* FRAGMENTO SELECCIONADO
○ ○ ○ ○ ○ ○ ○

Noriega

Este lunes 29 de mayo, ha ocurrido la desaparición física de Manuel Antonio Noriega. Sin embargo será difícil que desaparezcan las huellas de su avasalladora presencia en la historia de Panamá, porque su voluntad produjo, de manera directa o indirecta, consecuencias individuales y colectivas que marcaron al país y a sus habitantes de forma trágicamente indeleble.

Entre las múltiples y complejas causas que motivaron la invasión de los Estados Unidos en 1989, se encuentran los desaciertos históricos producidos durante el periodo de su dictadura y desgobierno. Es por ello que el evento de la invasión ocupa la atención sobre los actos de este hombre, más que cualquier otro episodio de su existencia. Pero lo cierto es que las decisiones y las acciones de Noriega, mucho antes, produjeron efectos devastadores para la vida de muchas familias panameñas, incluida la mía. Eso hace difícil, si no imposible, olvidar o disculpar sus actuaciones.

En Panamá, las verdades históricas resultan escurridizas y difíciles de precisar, porque normalmente se nos presentan los hechos desde perspectivas superficiales, subjetivas, o desde la selectividad en la memoria de los cronistas. Y cuando se trata de hechos históricos complejos, como los que instalaron a Noriega en el poder y las consecuencias de ello, necesitamos investigaciones rigurosas y análisis profundos para que podamos comprender y aprender de sus efectos. En estos casos, pareciera que una amnesia voluntaria extirpa de la conciencia nacional la necesidad de enfrentar los hechos precisos. Cualquier explicación perentoria nos resulta satisfactoria y suficiente para continuar el rumbo de nuestras vidas, mientras rehuimos la confrontación con el inconveniente testigo que resulta ser el pasado, nuestro propio pasado.
Manuel Antonio Noriega no llegó al poder en solitario, tampoco fue el creador de la dictadura militar. Fue una de las consecuencias de una intrincada madeja de acontecimientos en los que participaron muchos, antes y después del golpe militar del 68. Y esa dictadura fue también la consecuencia de otros hechos políticos ocurridos mucho antes, con otros protagonistas. Las sociedades tienden a ignorar los antecedentes de los hechos, tal vez con la intención de minimizar el nivel de responsabilidad, de esa misma sociedad, en las consecuencias. Noriega no se hizo solo, y aunque insistimos en considerarlo como una aberración, esa simple apreciación no explica la razón de su existencia y desarrollo.

○ ○ ○ ○ ○ ○ ○

* OBJETIVO
Retoma el texto sobre Noriega justo después de su última oración y continúalo. El material que viene a continuación es independiente del texto sobre Noriega.

* REGISTROS DE DATOS

○ ○ ○ ○ ○ ○ ○

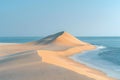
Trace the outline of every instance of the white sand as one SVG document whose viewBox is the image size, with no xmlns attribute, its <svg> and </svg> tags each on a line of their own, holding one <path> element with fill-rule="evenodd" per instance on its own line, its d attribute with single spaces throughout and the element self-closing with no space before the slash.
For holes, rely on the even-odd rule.
<svg viewBox="0 0 120 80">
<path fill-rule="evenodd" d="M 95 46 L 59 32 L 36 42 L 0 45 L 0 80 L 112 80 L 68 56 Z"/>
</svg>

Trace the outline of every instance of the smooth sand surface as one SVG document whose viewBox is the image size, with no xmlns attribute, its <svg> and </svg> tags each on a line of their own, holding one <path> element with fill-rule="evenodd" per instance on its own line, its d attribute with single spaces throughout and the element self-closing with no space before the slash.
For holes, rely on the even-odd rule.
<svg viewBox="0 0 120 80">
<path fill-rule="evenodd" d="M 113 80 L 69 56 L 95 46 L 67 32 L 26 44 L 0 45 L 0 80 Z"/>
</svg>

○ ○ ○ ○ ○ ○ ○

* RESPUESTA
En Panamá la historia política siempre estuvo plagada de “arreglos convenientes” y “alianzas para el poder” y Noriega entendió esa particular característica, utilizándola para sus propósitos. Su lema "plata para el amigo, plomo para el enemigo" simplifica con singular claridad la realidad de la política nacional, expresada de una manera vulgarmente honesta. Para una sociedad convencida de la venalidad del servidor público, aunque no sea necesariamente cierta tal descripción, Noriega representó el desenmascaramiento de la mediocridad oficial, al terminar de decapitar el poder “rabiblanco” para reemplazarlo por el poder ‘mestizo”.

El solo temor hacia Noriega y lo que pudiera hacer, cambió la realidad de muchos panameños. En mi caso, el temor de mi madre de que pudiera atentar contra la vida de mi padre, por acusaciones infundadas, provocó que toda mi familia se exiliara. Partieron hacia Estados Unidos, yo me quedé en Panamá con el propósito de terminar mi tesis universitaria y de graduarme. Cumplidos los trámites necesarios, salí de Panamá hacia Florida, donde estaba mi familia. Muchos piensan que me fui de Panamá para ser músico. En realidad, me fui de Panamá porque Noriega forzó a mi familia a salir del país. Y de cualquier manera, me parecía contradictorio ser abogado bajo una dictadura. Igual que otros, sufrí la terrible ansiedad y el vacío que produce el exilio, abandonar a los amigos, el barrio, la rutina y el futuro.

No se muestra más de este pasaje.